• GIVEN DATA

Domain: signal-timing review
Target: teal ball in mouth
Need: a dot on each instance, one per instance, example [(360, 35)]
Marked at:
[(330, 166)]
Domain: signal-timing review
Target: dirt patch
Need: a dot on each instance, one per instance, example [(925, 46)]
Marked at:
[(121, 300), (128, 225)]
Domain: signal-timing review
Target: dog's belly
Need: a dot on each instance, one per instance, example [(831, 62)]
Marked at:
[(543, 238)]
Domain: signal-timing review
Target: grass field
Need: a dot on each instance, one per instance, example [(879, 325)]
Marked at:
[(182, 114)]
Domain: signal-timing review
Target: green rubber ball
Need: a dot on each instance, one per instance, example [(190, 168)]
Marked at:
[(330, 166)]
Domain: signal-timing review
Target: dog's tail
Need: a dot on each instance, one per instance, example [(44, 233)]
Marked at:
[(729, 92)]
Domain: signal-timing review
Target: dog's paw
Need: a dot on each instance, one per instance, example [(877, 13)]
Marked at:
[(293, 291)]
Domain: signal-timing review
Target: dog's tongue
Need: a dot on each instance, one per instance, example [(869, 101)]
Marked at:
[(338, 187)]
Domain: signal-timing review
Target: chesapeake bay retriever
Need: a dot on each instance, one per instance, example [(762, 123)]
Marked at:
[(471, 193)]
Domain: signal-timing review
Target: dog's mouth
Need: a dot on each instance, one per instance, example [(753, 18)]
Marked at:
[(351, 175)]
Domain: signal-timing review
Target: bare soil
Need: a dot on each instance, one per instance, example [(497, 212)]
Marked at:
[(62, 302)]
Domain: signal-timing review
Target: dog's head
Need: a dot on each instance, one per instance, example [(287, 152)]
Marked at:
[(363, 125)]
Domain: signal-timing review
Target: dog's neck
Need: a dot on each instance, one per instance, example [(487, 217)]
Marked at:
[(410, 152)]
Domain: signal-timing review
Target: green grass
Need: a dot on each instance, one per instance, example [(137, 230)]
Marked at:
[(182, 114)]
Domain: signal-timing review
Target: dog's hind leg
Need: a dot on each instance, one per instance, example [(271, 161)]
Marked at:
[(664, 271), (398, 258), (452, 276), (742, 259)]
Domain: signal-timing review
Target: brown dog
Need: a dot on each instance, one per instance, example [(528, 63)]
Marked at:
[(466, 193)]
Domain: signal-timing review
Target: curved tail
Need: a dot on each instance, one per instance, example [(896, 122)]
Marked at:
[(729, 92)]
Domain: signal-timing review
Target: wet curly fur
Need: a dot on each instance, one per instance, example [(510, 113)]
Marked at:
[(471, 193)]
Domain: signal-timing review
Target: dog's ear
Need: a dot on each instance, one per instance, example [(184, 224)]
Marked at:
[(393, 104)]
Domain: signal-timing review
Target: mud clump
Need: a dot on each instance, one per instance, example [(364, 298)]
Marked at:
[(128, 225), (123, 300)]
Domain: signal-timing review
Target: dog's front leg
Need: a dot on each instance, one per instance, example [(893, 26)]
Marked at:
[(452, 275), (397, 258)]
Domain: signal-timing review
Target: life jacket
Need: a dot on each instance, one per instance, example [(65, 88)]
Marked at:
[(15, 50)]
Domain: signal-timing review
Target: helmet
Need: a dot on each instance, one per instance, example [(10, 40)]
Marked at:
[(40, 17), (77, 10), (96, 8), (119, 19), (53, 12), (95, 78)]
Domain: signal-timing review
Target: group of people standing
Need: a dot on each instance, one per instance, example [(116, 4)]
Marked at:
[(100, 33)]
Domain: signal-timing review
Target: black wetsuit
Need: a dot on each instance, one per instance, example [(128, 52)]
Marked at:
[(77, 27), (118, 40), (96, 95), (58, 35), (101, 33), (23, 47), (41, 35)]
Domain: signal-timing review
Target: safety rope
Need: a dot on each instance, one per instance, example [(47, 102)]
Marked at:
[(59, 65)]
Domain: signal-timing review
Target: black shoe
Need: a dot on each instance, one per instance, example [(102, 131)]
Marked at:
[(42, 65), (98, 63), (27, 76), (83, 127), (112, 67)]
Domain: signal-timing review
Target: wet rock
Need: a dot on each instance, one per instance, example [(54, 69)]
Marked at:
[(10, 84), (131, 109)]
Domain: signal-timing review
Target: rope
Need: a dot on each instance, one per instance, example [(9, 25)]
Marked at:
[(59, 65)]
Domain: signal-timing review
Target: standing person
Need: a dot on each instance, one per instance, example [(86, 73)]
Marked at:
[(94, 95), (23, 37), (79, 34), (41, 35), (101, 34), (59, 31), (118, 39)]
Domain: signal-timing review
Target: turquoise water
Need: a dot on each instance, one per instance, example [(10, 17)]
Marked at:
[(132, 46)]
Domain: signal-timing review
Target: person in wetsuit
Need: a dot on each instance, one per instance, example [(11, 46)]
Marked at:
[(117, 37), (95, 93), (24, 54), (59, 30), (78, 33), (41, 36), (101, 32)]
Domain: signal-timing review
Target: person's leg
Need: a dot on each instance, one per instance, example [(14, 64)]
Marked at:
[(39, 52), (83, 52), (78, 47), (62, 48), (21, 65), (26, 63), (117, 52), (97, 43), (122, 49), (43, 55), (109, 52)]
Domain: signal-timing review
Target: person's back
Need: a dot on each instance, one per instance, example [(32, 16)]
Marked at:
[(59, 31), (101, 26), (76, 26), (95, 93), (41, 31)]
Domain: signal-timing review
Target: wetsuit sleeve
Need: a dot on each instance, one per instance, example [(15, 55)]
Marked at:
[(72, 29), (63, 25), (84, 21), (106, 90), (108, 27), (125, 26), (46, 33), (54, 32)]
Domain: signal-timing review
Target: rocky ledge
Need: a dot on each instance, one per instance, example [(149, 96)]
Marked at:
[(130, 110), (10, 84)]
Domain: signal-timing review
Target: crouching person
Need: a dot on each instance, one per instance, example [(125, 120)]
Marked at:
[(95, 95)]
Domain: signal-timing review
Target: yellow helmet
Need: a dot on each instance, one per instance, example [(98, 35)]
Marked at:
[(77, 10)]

• REQUIREMENT
Repeat every record, keeping each word and mark exactly as it is.

• ANSWER TO THE EXERCISE
Domain: signal-timing review
Target: teal ball in mouth
Need: a dot on each instance, one per instance, example [(360, 35)]
Marked at:
[(330, 166)]
Domain: signal-timing review
Target: dirt patch
Need: a dot on each instance, one per instance, example [(925, 46)]
Marked at:
[(121, 300), (128, 225)]
Domain: signal-timing review
Target: dog's belly
Need: a dot on each instance, one per instance, example [(831, 62)]
Marked at:
[(543, 238)]
Domain: signal-timing review
Target: grass field
Need: a dot on each instance, one per instance, example [(879, 325)]
Marked at:
[(182, 114)]
Domain: signal-timing review
Target: green rubber ball
Need: a dot on each instance, one per instance, example [(190, 168)]
Marked at:
[(330, 166)]
Domain: signal-timing review
Target: dog's tail
Need: a dot on each instance, one per instance, example [(44, 233)]
Marked at:
[(729, 92)]
Domain: signal-timing review
Target: dog's paw
Need: a dot on each instance, one per instance, example [(877, 13)]
Marked at:
[(293, 291)]
Domain: signal-timing review
Target: dog's tongue
Need: a dot on each instance, one per instance, example [(869, 101)]
Marked at:
[(338, 187)]
Domain: signal-timing review
Target: chesapeake bay retriever
Need: a dot on each instance, one per instance, example [(762, 123)]
Marked at:
[(471, 193)]
Domain: signal-timing review
Target: dog's mouth
Need: a dot on each instance, one per instance, example [(753, 18)]
Marked at:
[(351, 175)]
Domain: signal-timing review
Target: bare soil
Need: a dot on each instance, one per instance, example [(497, 212)]
Marked at:
[(62, 302)]
Domain: signal-timing review
Target: dog's head
Need: a dot on each instance, one per instance, example [(287, 152)]
Marked at:
[(363, 125)]
Domain: signal-timing review
Target: dog's neck
Need: a dot on each instance, one per instance, example [(487, 217)]
Marked at:
[(410, 152)]
Domain: signal-timing review
Target: green grass
Need: a dot on each instance, one per instance, example [(137, 230)]
Marked at:
[(182, 114)]
Domain: signal-timing review
Target: dog's hind leg
Need: a dot on each instance, one per instance, example [(271, 161)]
Marked at:
[(664, 271), (398, 258), (452, 276), (742, 259)]
Domain: signal-timing review
Target: brown dog
Need: a dot on each instance, one per instance, example [(528, 63)]
Marked at:
[(466, 193)]
Domain: signal-timing review
Target: curved tail
Need: a dot on each instance, one per instance, example [(896, 122)]
Marked at:
[(729, 92)]
Domain: signal-timing review
Target: wet curly fur
Need: a dot on each instance, one per instance, example [(510, 113)]
Marked at:
[(471, 193)]
Domain: signal-timing review
Target: dog's ear
Need: a dot on each instance, one per instance, example [(184, 224)]
Marked at:
[(393, 104)]
Domain: signal-timing review
Target: mud clump
Need: a dot on each instance, one per instance, example [(364, 298)]
Marked at:
[(128, 225), (123, 300)]
Domain: signal-timing review
Target: dog's front leg
Need: a dot on each instance, one per instance, example [(893, 26)]
Marked at:
[(452, 275), (397, 258)]
Domain: signal-timing review
Target: life jacket
Need: a dot on each instance, one per instance, example [(65, 88)]
Marked at:
[(15, 50)]
Domain: signal-timing review
Target: helmet
Need: a dot on each instance, one per instance, example [(10, 40)]
Marked at:
[(40, 17), (77, 10), (96, 8), (119, 19), (53, 12), (95, 78)]
Domain: signal-timing review
Target: group of people standing
Need: a dot on each instance, one per instance, example [(116, 4)]
Marked at:
[(100, 33)]
Domain: signal-timing review
Target: black wetsuit
Need: a dot on each instance, one per instance, example [(128, 52)]
Marked at:
[(77, 27), (118, 40), (96, 95), (58, 35), (101, 33), (23, 47), (41, 35)]
Domain: signal-timing review
Target: safety rope
Need: a dot on each instance, one per instance, example [(47, 102)]
Marked at:
[(59, 65)]
Domain: signal-timing review
Target: black shoe
Need: a dot on each instance, one per instance, example [(102, 131)]
Marked at:
[(42, 65), (98, 63), (27, 76), (83, 127), (112, 67)]
Domain: signal-timing review
Target: wet rock
Need: a dot on each instance, one per instance, example [(54, 69)]
Marked at:
[(10, 84), (131, 109)]
Domain: signal-timing review
Target: rope
Need: a dot on each instance, one per instance, example [(9, 25)]
Marked at:
[(59, 65)]
Domain: signal-timing review
Target: standing person
Need: a dot on each instance, one per instance, example [(86, 73)]
Marked at:
[(94, 95), (23, 37), (79, 34), (41, 35), (101, 34), (59, 31), (118, 39)]
Domain: signal-timing review
Target: turquoise water
Need: a dot on each instance, one per instance, example [(10, 17)]
Marked at:
[(132, 46)]
Domain: signal-timing review
Target: person in wetsuit
Need: a dot on each instance, one per instance, example [(11, 46)]
Marked at:
[(117, 37), (95, 93), (24, 54), (59, 30), (78, 33), (41, 36), (101, 32)]
Domain: signal-timing review
Target: person's leg
Need: a dot on each instance, one per instance, example [(14, 64)]
Marked at:
[(39, 52), (83, 52), (78, 47), (62, 48), (21, 65), (26, 63), (117, 52), (97, 43), (122, 49), (43, 55), (109, 52)]
Domain: signal-timing review
Target: person's back
Need: a dot on each instance, one per instance, example [(32, 16)]
Marked at:
[(59, 31), (101, 26), (76, 26), (95, 93), (41, 31)]
Domain: signal-timing review
Target: wetsuit sleeve
Need: a dot on each instance, one per instance, example [(15, 55)]
Marked at:
[(72, 29), (63, 25), (84, 21), (106, 90), (108, 27), (125, 26), (46, 33), (54, 32)]
Domain: signal-timing review
Target: rocky ledge
Need: a dot on each instance, one per instance, example [(149, 96)]
Marked at:
[(130, 110), (10, 84)]
Domain: signal-timing review
Target: crouching person
Need: a dot on each instance, one per instance, example [(125, 120)]
Marked at:
[(95, 95)]
Domain: signal-timing review
Target: yellow helmet
Need: a dot on each instance, one per instance, example [(98, 35)]
Marked at:
[(77, 10)]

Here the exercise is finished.